Show all lines of the listing that hold the word "below".

§ **DATA TO USE**:
↓
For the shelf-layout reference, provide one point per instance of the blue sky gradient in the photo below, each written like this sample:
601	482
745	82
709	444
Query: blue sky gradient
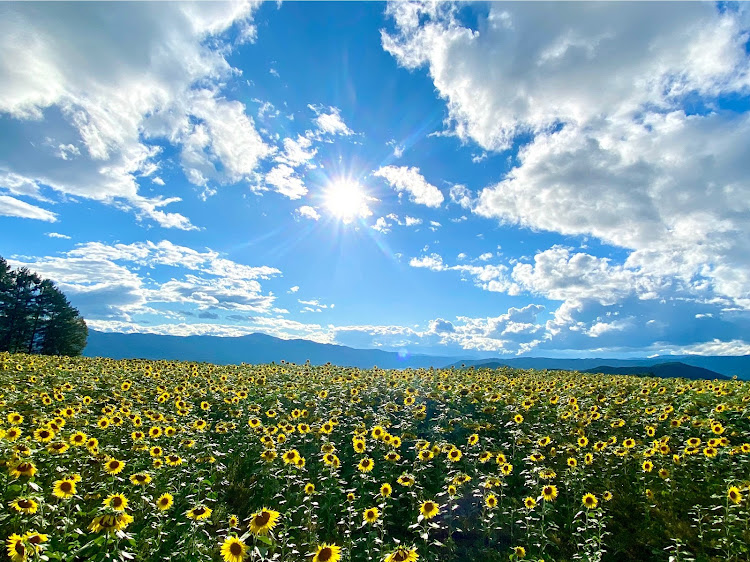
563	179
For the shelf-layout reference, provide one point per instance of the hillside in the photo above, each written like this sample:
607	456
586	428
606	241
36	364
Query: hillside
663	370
↑
↓
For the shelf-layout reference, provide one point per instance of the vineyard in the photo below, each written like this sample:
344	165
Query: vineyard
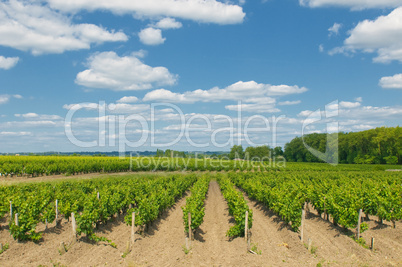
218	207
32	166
↑
§ **SOLUTION FOR THIS TASK**:
For the shelf-layout reference, provide one point per instance of the blue sky gradient in the photo below, each written like this sample:
For the shelf-layout reference, provide one point per instance of the vineyard in the photo below, each written like this sample:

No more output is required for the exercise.